Pedido 1
Repete na íntegra o texto sobre a inflação, sem mudar nada.

Texto fornecido
*****

Paulo Casaca, em Bruxelas
Paulo Casaca, em Bruxelas
Foi deputado no Parlamento Europeu de 1999 a 2009, na Assembleia da República em 1992-1993 e na Assembleia Regional dos Açores em 1990-1991. Foi professor convidado no ISEG 1995-1996, bem como no ISCAL. É autor de alguns livros em economia e relações internacionais.

Penso por isso que o Governo passou este seu primeiro teste positivamente, mas que terá de olhar com atenção para os perigos que enfrenta neste desafio maior que é o da subida geral de preços sem se tornar prisioneiro de interesses particulares.

  1. Do que se trata?

Tentando fugir ao escolaticismo, convém ter em conta alguns pontos mínimos para podermos debater o tema que voltou a fazer-nos companhia e que ameaça ficar connosco por tempo dificilmente determinável.

‘Inflação’ é a forma abreviada de designar a ‘inflação da massa monetária’, ou seja, o crescimento da moeda. A moeda pode definir-se de muitas maneiras, mas quando se utiliza o termo de ‘massa monetária’ normalmente recorre-se a uma definição relativamente alargada da moeda enquanto meio de pagamento.

O uso da palavra ‘inflação’ para descrever subida de preços decorre de uma interpretação da relação entre a massa monetária e o nível geral de preços feita pela chamada teoria quantitativa da moeda, cuja formulação europeia mais simples e mais antiga é a da escola de Salamanca do século XVI.

A fórmula básica para a descrever é o MV = PT, em que M é a massa monetária, V é a sua velocidade de circulação, P é o nível de preços e T é o volume de transações. O que a teoria quantitativa nos diz é que, para determinados volumes de transações e de velocidade de circulação de moeda, se aumentarmos a massa monetária, o nível de preços aumenta de forma proporcional.

*****

Registos do conjunto de dados
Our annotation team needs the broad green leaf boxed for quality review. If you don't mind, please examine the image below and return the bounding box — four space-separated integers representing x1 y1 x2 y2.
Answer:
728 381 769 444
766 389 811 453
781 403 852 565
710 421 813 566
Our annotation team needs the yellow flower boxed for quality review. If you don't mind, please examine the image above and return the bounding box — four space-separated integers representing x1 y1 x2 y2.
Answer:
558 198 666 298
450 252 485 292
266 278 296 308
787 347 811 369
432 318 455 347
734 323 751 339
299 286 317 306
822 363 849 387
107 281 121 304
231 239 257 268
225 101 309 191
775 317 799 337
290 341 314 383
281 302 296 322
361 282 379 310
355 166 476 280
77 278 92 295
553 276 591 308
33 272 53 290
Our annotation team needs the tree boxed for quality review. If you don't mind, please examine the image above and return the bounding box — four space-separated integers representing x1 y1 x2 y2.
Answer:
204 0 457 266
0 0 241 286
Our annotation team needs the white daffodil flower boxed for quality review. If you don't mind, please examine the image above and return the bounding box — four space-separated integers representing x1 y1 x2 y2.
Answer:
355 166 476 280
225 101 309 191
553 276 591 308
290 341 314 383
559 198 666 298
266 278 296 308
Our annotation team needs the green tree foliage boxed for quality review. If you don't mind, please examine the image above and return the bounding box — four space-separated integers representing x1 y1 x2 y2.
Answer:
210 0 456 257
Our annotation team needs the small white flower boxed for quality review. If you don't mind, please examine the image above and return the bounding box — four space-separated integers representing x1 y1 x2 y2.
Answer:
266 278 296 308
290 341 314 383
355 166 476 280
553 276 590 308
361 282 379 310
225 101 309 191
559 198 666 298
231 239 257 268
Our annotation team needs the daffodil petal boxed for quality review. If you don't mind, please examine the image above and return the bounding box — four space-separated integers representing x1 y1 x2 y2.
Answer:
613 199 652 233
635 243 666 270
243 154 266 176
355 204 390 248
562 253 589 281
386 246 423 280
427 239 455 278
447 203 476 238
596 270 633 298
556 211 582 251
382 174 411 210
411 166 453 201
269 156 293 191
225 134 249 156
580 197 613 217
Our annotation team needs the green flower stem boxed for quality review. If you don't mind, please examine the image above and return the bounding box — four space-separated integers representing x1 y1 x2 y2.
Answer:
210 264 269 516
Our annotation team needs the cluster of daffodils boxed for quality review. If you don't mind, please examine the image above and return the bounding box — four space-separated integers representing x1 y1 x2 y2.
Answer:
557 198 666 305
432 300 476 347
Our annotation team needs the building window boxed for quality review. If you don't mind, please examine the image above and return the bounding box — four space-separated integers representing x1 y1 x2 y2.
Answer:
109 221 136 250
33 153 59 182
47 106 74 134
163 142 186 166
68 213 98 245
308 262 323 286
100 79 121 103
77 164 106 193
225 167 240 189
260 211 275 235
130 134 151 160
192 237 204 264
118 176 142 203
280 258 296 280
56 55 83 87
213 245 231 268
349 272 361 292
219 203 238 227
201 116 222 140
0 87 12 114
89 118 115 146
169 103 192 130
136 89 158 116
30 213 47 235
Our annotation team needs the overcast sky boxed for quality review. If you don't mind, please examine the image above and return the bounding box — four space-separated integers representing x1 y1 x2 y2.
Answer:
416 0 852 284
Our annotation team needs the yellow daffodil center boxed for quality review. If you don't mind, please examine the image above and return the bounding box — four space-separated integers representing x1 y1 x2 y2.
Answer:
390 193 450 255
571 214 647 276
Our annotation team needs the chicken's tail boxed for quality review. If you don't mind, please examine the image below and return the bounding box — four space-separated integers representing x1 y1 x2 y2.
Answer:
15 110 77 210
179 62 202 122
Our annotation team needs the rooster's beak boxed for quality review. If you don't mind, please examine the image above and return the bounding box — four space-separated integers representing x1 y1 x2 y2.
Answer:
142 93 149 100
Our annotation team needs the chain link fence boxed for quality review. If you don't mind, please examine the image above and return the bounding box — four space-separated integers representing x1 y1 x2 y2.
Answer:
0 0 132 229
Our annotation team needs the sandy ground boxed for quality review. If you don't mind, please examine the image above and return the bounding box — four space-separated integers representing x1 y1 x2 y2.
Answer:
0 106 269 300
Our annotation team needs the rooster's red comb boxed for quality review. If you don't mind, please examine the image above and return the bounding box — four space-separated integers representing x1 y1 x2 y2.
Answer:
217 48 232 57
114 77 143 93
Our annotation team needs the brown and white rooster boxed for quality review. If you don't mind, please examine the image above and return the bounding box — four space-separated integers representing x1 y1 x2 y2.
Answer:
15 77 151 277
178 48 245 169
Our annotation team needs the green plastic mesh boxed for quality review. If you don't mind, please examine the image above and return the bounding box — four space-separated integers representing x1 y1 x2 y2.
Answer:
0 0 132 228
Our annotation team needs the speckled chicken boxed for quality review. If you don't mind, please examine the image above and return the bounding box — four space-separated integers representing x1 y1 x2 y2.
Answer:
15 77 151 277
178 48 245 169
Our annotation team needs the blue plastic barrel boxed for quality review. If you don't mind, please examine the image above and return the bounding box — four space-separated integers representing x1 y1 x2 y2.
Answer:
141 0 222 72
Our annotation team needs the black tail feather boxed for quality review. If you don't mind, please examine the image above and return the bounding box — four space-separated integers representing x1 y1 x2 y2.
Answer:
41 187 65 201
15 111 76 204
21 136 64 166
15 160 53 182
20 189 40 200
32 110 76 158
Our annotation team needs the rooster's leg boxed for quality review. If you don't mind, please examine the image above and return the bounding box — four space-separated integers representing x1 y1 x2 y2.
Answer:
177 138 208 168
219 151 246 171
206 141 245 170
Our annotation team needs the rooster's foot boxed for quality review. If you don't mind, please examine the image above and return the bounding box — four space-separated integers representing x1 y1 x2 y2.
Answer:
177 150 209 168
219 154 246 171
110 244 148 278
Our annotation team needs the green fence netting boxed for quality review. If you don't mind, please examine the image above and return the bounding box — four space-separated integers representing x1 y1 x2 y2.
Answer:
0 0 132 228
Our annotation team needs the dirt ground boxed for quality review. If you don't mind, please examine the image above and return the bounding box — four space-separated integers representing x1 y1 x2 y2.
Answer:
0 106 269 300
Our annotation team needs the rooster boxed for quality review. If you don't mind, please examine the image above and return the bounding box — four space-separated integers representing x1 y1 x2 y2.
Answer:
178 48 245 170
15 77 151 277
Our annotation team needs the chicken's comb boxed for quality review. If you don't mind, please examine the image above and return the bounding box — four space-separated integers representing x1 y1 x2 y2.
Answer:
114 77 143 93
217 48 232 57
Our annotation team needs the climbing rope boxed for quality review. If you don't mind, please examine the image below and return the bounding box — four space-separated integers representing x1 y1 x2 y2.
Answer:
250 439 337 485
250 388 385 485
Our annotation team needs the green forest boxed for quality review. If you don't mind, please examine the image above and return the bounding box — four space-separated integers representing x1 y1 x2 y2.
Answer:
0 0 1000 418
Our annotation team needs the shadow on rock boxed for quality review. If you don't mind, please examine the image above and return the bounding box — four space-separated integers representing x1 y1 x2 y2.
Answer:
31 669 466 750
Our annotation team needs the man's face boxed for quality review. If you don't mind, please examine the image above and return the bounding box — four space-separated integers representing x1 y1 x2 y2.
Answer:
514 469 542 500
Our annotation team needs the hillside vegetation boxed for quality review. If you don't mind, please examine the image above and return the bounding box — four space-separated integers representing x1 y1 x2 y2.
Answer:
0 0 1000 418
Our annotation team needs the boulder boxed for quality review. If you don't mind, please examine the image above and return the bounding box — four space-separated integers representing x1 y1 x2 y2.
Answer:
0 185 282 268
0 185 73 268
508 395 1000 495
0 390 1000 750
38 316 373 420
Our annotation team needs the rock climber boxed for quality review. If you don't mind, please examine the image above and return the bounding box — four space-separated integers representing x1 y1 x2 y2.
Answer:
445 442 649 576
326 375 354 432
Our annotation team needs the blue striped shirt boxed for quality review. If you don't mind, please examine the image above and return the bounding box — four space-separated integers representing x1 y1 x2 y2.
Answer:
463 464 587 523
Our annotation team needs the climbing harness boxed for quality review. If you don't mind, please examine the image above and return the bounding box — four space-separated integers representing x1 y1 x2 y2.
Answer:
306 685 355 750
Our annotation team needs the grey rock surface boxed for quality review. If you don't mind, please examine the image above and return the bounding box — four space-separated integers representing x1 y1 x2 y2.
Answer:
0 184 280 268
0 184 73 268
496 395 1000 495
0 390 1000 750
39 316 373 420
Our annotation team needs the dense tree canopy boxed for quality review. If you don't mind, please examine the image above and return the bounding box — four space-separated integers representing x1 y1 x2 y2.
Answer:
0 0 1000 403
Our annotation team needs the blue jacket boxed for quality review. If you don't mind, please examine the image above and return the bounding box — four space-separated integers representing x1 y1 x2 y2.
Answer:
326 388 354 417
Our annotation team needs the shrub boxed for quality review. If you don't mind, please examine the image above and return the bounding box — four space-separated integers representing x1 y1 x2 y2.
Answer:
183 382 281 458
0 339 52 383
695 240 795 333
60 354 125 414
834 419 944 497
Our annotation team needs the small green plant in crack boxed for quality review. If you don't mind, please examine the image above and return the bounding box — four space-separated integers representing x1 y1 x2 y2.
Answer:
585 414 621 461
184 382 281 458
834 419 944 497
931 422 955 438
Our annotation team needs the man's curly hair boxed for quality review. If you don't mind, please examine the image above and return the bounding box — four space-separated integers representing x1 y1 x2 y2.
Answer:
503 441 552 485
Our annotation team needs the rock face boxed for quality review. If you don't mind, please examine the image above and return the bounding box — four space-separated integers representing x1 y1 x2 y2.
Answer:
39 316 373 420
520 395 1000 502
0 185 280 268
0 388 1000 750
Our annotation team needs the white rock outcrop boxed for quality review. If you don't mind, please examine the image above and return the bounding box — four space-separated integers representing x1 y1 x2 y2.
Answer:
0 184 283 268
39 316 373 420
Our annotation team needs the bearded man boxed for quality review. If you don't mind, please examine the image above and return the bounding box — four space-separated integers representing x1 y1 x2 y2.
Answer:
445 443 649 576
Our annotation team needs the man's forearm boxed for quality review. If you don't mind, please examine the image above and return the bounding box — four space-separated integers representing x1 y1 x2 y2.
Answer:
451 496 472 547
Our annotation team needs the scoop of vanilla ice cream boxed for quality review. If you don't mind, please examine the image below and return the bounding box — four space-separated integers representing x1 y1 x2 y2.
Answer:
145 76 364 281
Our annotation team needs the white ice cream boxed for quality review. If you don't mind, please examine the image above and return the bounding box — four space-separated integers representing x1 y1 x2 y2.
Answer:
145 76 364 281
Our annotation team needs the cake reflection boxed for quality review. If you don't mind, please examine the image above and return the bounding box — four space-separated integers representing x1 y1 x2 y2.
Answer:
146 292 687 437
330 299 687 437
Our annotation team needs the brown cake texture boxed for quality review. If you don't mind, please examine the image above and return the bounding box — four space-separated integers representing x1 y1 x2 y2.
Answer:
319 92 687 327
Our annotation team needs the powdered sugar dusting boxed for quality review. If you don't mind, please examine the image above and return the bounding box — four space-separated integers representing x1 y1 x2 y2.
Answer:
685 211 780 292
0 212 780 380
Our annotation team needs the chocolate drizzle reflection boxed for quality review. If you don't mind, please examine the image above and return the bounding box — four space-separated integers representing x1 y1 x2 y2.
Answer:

*****

Pedido 2
Nos registos, troca "boulder" por "rock" nas linhas que vão da que contém "Our annotation team needs the boulder" até à que contém "326 375 354 432", mantendo tudo o resto igual. Devolve apenas essas linhas.

Resposta 1
Paulo Casaca, em Bruxelas
Paulo Casaca, em Bruxelas
Foi deputado no Parlamento Europeu de 1999 a 2009, na Assembleia da República em 1992-1993 e na Assembleia Regional dos Açores em 1990-1991. Foi professor convidado no ISEG 1995-1996, bem como no ISCAL. É autor de alguns livros em economia e relações internacionais.

Penso por isso que o Governo passou este seu primeiro teste positivamente, mas que terá de olhar com atenção para os perigos que enfrenta neste desafio maior que é o da subida geral de preços sem se tornar prisioneiro de interesses particulares.

  1. Do que se trata?

Tentando fugir ao escolaticismo, convém ter em conta alguns pontos mínimos para podermos debater o tema que voltou a fazer-nos companhia e que ameaça ficar connosco por tempo dificilmente determinável.

‘Inflação’ é a forma abreviada de designar a ‘inflação da massa monetária’, ou seja, o crescimento da moeda. A moeda pode definir-se de muitas maneiras, mas quando se utiliza o termo de ‘massa monetária’ normalmente recorre-se a uma definição relativamente alargada da moeda enquanto meio de pagamento.

O uso da palavra ‘inflação’ para descrever subida de preços decorre de uma interpretação da relação entre a massa monetária e o nível geral de preços feita pela chamada teoria quantitativa da moeda, cuja formulação europeia mais simples e mais antiga é a da escola de Salamanca do século XVI.

A fórmula básica para a descrever é o MV = PT, em que M é a massa monetária, V é a sua velocidade de circulação, P é o nível de preços e T é o volume de transações. O que a teoria quantitativa nos diz é que, para determinados volumes de transações e de velocidade de circulação de moeda, se aumentarmos a massa monetária, o nível de preços aumenta de forma proporcional.

Resposta 2
Our annotation team needs the rock boxed for quality review. If you don't mind, please examine the image above and return the bounding box — four space-separated integers representing x1 y1 x2 y2.
Answer:
0 185 282 268
0 185 73 268
508 395 1000 495
0 390 1000 750
38 316 373 420
Our annotation team needs the rock climber boxed for quality review. If you don't mind, please examine the image above and return the bounding box — four space-separated integers representing x1 y1 x2 y2.
Answer:
445 442 649 576
326 375 354 432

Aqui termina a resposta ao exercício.